Task instructions:
Of all the lines in the records below, copy only those that contain the string "wall".

Provided information:
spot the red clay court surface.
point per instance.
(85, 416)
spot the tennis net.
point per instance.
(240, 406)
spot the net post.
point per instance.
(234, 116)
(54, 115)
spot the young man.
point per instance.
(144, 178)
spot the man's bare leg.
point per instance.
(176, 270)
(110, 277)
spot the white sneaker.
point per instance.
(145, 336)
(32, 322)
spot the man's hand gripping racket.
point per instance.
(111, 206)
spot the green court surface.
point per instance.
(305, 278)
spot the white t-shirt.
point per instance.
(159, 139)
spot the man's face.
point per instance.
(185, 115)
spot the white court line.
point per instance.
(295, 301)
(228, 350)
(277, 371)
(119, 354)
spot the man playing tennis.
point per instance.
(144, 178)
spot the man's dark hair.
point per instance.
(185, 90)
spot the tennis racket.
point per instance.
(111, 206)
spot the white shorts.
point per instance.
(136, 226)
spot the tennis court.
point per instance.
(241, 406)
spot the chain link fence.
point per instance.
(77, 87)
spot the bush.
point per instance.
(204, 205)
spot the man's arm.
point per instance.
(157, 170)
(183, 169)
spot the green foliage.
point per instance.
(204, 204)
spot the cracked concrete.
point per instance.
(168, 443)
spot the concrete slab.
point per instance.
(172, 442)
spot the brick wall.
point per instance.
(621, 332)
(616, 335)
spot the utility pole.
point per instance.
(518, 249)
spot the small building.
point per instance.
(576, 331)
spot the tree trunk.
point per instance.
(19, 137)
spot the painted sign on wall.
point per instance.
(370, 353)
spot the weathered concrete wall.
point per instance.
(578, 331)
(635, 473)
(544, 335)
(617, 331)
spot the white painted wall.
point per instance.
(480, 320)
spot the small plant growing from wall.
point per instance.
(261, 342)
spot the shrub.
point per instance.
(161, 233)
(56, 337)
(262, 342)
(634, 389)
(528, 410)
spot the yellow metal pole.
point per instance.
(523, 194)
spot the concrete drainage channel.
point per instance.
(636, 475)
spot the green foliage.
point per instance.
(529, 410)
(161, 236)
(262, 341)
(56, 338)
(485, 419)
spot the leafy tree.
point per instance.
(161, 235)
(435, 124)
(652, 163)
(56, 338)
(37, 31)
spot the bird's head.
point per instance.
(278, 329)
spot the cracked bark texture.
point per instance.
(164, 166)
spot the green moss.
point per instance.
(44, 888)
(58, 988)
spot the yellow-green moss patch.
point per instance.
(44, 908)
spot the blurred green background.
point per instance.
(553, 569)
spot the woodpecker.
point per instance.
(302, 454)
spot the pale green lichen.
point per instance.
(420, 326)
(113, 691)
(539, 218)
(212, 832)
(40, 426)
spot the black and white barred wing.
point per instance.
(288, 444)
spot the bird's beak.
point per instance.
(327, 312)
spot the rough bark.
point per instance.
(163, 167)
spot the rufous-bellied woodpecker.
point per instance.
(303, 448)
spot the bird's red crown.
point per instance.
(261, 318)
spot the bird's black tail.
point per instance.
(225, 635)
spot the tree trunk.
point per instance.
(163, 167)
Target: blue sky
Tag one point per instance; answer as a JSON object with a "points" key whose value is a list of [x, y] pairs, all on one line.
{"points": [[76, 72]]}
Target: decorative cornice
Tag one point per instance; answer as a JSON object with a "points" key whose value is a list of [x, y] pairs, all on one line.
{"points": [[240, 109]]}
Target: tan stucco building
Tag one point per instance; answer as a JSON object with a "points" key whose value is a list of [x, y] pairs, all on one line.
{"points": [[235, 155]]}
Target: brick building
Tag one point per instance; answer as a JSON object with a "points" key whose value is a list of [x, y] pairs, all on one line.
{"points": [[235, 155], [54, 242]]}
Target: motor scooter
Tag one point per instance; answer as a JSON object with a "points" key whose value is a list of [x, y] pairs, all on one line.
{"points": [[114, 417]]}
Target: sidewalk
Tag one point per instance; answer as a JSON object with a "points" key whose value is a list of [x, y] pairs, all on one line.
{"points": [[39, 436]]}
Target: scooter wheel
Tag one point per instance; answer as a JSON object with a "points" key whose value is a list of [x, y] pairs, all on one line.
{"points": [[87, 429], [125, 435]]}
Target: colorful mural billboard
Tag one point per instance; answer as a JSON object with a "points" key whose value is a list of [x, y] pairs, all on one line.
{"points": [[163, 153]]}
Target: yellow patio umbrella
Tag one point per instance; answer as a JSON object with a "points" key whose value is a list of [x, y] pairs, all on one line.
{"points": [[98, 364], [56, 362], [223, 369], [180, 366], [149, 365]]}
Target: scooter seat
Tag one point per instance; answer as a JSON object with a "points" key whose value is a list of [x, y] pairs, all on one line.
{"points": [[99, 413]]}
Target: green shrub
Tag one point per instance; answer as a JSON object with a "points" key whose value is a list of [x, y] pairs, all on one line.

Solution to the problem:
spot the brick wall.
spot the painted sign on wall.
spot the weathered concrete wall.
spot the white painted wall.
spot the small plant growing from wall.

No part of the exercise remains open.